What you need to do:
Could you restate every record below word for word?

Stored data entries
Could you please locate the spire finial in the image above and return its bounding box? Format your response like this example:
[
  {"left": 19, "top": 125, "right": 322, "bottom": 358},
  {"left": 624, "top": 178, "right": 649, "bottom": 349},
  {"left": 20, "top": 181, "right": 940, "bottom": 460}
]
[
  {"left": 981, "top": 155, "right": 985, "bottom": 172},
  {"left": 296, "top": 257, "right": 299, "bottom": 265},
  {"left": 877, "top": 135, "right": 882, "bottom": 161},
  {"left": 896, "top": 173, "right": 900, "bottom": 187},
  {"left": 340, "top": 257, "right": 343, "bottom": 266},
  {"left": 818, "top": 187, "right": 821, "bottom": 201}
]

Solution to the exercise:
Could you please locate the spire finial in the image above and return its bounding box? Format your response like this example:
[
  {"left": 19, "top": 125, "right": 322, "bottom": 358},
  {"left": 624, "top": 178, "right": 649, "bottom": 349},
  {"left": 20, "top": 181, "right": 940, "bottom": 460}
]
[
  {"left": 981, "top": 155, "right": 985, "bottom": 172},
  {"left": 296, "top": 257, "right": 299, "bottom": 265},
  {"left": 877, "top": 135, "right": 882, "bottom": 161},
  {"left": 896, "top": 173, "right": 900, "bottom": 187},
  {"left": 340, "top": 257, "right": 343, "bottom": 266},
  {"left": 818, "top": 187, "right": 821, "bottom": 201}
]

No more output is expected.